• **EXERCISE BRIEF**: Retype all of the entries precisely.

Dataset entries:
=-=-=-=-=

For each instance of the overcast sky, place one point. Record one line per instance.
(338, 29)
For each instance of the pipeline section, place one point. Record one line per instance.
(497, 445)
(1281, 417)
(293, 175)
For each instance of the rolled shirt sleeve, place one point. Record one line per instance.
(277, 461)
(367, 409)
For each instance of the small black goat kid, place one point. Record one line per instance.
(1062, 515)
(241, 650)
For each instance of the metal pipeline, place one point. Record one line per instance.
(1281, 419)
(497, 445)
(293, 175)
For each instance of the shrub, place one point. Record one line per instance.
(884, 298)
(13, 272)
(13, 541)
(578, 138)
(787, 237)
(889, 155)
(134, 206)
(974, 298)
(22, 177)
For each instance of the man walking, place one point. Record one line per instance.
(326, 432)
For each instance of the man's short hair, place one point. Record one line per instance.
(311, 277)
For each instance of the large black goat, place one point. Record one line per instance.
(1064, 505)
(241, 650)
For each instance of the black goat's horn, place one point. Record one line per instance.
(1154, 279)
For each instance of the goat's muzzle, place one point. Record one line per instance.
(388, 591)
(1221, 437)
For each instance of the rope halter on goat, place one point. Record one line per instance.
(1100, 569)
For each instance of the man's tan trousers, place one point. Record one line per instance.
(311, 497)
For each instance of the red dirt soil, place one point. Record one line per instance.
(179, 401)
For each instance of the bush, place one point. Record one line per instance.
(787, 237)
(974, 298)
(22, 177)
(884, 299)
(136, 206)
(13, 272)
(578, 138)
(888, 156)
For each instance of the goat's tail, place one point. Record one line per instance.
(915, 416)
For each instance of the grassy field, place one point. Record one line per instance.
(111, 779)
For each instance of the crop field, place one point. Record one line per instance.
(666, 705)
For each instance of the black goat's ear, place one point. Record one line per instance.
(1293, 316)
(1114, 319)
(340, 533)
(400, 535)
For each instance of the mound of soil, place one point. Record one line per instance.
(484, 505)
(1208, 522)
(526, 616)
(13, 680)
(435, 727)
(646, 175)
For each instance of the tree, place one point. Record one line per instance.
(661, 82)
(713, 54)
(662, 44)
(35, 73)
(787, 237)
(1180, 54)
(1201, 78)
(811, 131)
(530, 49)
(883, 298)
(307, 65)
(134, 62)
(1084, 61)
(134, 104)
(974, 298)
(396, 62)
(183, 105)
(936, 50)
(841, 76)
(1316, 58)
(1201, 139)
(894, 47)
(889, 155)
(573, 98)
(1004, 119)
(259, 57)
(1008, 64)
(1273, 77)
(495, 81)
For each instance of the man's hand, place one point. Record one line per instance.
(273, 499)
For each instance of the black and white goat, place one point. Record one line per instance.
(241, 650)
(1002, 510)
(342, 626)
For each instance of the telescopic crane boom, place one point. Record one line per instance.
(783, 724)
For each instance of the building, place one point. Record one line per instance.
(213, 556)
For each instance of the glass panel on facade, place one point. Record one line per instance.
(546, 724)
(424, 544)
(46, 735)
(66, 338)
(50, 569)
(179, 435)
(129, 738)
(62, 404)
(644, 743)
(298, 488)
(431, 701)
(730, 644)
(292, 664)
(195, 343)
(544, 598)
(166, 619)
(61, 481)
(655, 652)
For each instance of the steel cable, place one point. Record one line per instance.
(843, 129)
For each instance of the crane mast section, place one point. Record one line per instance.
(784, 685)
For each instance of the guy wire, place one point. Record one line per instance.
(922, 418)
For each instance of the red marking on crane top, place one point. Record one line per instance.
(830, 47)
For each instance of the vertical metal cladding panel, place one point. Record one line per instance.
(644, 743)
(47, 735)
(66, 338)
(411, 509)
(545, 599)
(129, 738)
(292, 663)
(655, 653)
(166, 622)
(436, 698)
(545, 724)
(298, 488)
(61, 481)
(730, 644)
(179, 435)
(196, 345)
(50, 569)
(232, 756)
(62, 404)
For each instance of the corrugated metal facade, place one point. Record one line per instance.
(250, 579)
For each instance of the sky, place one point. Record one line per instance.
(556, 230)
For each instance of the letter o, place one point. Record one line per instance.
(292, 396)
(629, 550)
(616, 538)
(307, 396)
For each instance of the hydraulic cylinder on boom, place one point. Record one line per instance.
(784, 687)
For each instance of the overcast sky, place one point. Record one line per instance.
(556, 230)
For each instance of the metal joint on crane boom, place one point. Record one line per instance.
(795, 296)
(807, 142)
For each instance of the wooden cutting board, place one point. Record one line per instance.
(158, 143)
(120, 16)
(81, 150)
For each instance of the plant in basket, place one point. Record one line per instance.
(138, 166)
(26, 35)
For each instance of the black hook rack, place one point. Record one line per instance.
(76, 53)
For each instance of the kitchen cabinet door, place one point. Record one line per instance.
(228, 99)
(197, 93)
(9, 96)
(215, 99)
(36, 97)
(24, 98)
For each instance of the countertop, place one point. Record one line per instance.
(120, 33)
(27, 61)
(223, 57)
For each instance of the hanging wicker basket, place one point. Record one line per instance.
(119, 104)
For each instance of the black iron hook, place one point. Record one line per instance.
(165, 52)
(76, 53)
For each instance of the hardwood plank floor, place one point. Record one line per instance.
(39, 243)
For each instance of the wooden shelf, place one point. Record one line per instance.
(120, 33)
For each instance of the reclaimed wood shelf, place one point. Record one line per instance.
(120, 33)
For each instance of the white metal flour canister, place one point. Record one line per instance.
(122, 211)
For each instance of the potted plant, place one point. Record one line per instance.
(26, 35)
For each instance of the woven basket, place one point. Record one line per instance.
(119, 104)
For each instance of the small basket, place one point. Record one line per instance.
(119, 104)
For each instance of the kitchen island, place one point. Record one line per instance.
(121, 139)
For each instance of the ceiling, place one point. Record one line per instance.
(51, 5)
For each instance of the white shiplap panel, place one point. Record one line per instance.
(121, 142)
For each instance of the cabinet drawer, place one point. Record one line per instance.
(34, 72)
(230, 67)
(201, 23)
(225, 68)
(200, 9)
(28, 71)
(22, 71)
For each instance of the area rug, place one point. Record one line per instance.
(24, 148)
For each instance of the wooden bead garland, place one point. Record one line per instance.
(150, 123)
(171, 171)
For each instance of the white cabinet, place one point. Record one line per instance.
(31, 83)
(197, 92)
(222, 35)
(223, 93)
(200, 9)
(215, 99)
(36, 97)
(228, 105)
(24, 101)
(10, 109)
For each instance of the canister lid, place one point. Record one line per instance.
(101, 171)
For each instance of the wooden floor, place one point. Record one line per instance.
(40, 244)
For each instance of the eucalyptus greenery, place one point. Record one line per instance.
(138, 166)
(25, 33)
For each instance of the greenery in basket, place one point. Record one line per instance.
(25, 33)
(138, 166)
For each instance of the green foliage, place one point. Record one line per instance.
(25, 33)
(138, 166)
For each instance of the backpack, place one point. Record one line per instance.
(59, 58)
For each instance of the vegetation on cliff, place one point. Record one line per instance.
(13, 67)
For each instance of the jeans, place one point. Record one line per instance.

=-=-=-=-=

• **RESPONSE TO THE EXERCISE**:
For each instance of the overcast sky, place one point. Record one line per instance.
(338, 29)
For each instance of the pipeline section, place one point. Record one line per instance.
(497, 445)
(1281, 417)
(293, 175)
For each instance of the rolled shirt sleeve, place one point. Record one line per instance.
(277, 461)
(367, 409)
For each instance of the small black goat kid, place one point. Record one line per instance.
(1062, 515)
(241, 650)
For each instance of the metal pipeline, place one point. Record one line per instance.
(1281, 419)
(497, 445)
(293, 175)
For each instance of the shrub, place one point. Record one line per instance.
(884, 298)
(13, 272)
(13, 541)
(578, 138)
(787, 237)
(889, 155)
(134, 206)
(974, 298)
(22, 177)
For each instance of the man walking, place one point. Record one line per instance.
(326, 432)
For each instance of the man's short hair, place one point. Record one line per instance.
(311, 277)
For each instance of the large black goat, place one point. Record one line per instance.
(1064, 505)
(241, 650)
For each instance of the black goat's horn, place one point. Record one line per instance.
(1154, 279)
For each instance of the goat's muzzle, place one point. Record one line per instance.
(388, 591)
(1221, 437)
For each instance of the rope halter on goat, place one point. Record one line per instance.
(1100, 569)
For each instance of the man's tan trousers, place one point. Record one line per instance.
(311, 497)
For each instance of the red dirt soil, place one point. Record one line per instance.
(179, 401)
For each instance of the bush, place one point. Record one line per instance.
(787, 237)
(974, 298)
(22, 177)
(884, 299)
(136, 206)
(13, 272)
(578, 138)
(888, 156)
For each instance of the goat's tail, place one point. Record one line per instance.
(915, 416)
For each instance of the grassy field, place one point. Record one line per instance.
(111, 779)
For each instance of the crop field, place one point. Record one line per instance.
(666, 705)
For each instance of the black goat's ear, place one point. Record one line per instance.
(1293, 316)
(1114, 319)
(340, 533)
(400, 535)
For each instance of the mound of soil, place one point. Record one line per instance.
(484, 505)
(1208, 522)
(526, 616)
(13, 680)
(435, 727)
(646, 175)
For each instance of the tree, place one point. Record one line per instance.
(661, 82)
(713, 54)
(662, 44)
(35, 73)
(787, 237)
(1180, 54)
(1201, 78)
(811, 131)
(530, 49)
(883, 298)
(307, 65)
(134, 62)
(1084, 61)
(134, 104)
(974, 298)
(396, 62)
(183, 105)
(936, 50)
(841, 76)
(1316, 58)
(1201, 139)
(894, 47)
(889, 155)
(573, 98)
(1004, 119)
(259, 57)
(1008, 64)
(1273, 77)
(495, 81)
For each instance of the man's hand, place one point. Record one line per instance.
(273, 499)
For each instance of the black and white goat, place one point. Record one line per instance.
(241, 650)
(1002, 510)
(342, 626)
For each instance of the telescopic crane boom, place one point. Record one line per instance.
(783, 724)
For each instance of the building, place one point. Record one line per instance.
(213, 556)
For each instance of the glass panel on facade, place one point. Record one line per instance.
(546, 724)
(424, 544)
(46, 735)
(66, 338)
(50, 569)
(179, 435)
(129, 738)
(62, 404)
(644, 743)
(298, 488)
(431, 701)
(730, 644)
(292, 664)
(195, 343)
(544, 598)
(166, 619)
(61, 481)
(655, 652)
For each instance of the steel cable, place one point. Record one line per instance.
(843, 129)
For each instance of the crane mast section, place one point. Record one line per instance.
(784, 685)
For each instance of the guy wire, place one point. Record one line per instance.
(922, 418)
For each instance of the red marking on crane top, place one point. Record one line per instance.
(830, 47)
For each instance of the vertical metal cladding panel, place one point. Record one line per instance.
(644, 743)
(47, 735)
(66, 338)
(411, 509)
(545, 599)
(129, 738)
(292, 663)
(655, 653)
(166, 622)
(436, 698)
(545, 724)
(298, 488)
(61, 481)
(730, 644)
(179, 435)
(196, 345)
(50, 569)
(232, 756)
(62, 404)
For each instance of the corrugated metal facade, place one point. Record one line per instance.
(250, 579)
For each instance of the sky, place one point. Record one line per instance.
(556, 230)
For each instance of the letter o, place one point. Record one line per instance.
(292, 396)
(629, 550)
(616, 538)
(307, 396)
For each instance of the hydraulic cylinder on boom, place one point. Record one line per instance.
(784, 687)
For each instance of the overcast sky, place one point. Record one line per instance.
(556, 230)
For each instance of the metal joint on crane boom, place one point. Record one line per instance.
(795, 296)
(807, 142)
For each instance of the wooden cutting board, place one point. Record one line per instance.
(158, 143)
(120, 16)
(81, 150)
For each instance of the plant in basket, place one point. Record one line per instance.
(138, 166)
(26, 35)
For each instance of the black hook rack, place one point. Record one line per instance.
(76, 53)
For each instance of the kitchen cabinet door, place one point. Record one line per instance.
(228, 99)
(197, 93)
(9, 96)
(215, 99)
(36, 97)
(24, 98)
For each instance of the countertop, place one point. Record one line per instance.
(120, 33)
(27, 61)
(223, 57)
For each instance of the hanging wicker basket, place one point. Record one line per instance.
(119, 104)
For each instance of the black iron hook, place one point. Record one line per instance.
(165, 52)
(76, 53)
For each instance of the hardwood plank floor, place one point. Record one line per instance.
(39, 243)
For each instance of the wooden shelf, place one point. Record one line per instance.
(120, 33)
For each instance of the reclaimed wood shelf, place one point. Record one line per instance.
(120, 33)
For each instance of the white metal flour canister, place one point. Record one line per instance.
(122, 211)
For each instance of the potted plant, place one point. Record one line per instance.
(26, 35)
For each instance of the woven basket, place one point. Record one line per instance.
(119, 104)
For each instance of the small basket, place one point. Record one line per instance.
(119, 104)
For each instance of the kitchen island, place one point. Record one line per instance.
(121, 139)
For each instance of the ceiling, place one point. Record one line per instance.
(51, 5)
For each instance of the white shiplap panel, place one point. Record one line per instance.
(121, 142)
For each instance of the cabinet drawer, place one point. Record one line per instance.
(34, 72)
(230, 67)
(201, 23)
(225, 68)
(200, 9)
(28, 71)
(22, 71)
For each instance of the area rug, place one point. Record one line per instance.
(24, 148)
For each instance of the wooden bead garland, place one point. Record one line per instance.
(150, 123)
(171, 171)
For each instance of the white cabinet, place one point. Record one line per instance.
(31, 83)
(197, 92)
(222, 35)
(223, 93)
(200, 9)
(215, 99)
(36, 97)
(228, 105)
(24, 101)
(10, 109)
For each instance of the canister lid, place one point. Record one line per instance.
(101, 171)
For each instance of the wooden floor, place one point. Record one line per instance.
(40, 244)
For each instance of the eucalyptus greenery, place one point. Record one line per instance.
(138, 166)
(25, 33)
For each instance of the greenery in basket, place one point. Record one line per instance.
(25, 33)
(138, 166)
For each instance of the green foliage, place one point. Record one line per instance.
(25, 33)
(138, 166)
For each instance of the backpack, place one point. Record one line per instance.
(59, 58)
For each instance of the vegetation on cliff, place one point. Record one line per instance.
(13, 67)
For each instance of the jeans, place one point. Record one line per instance.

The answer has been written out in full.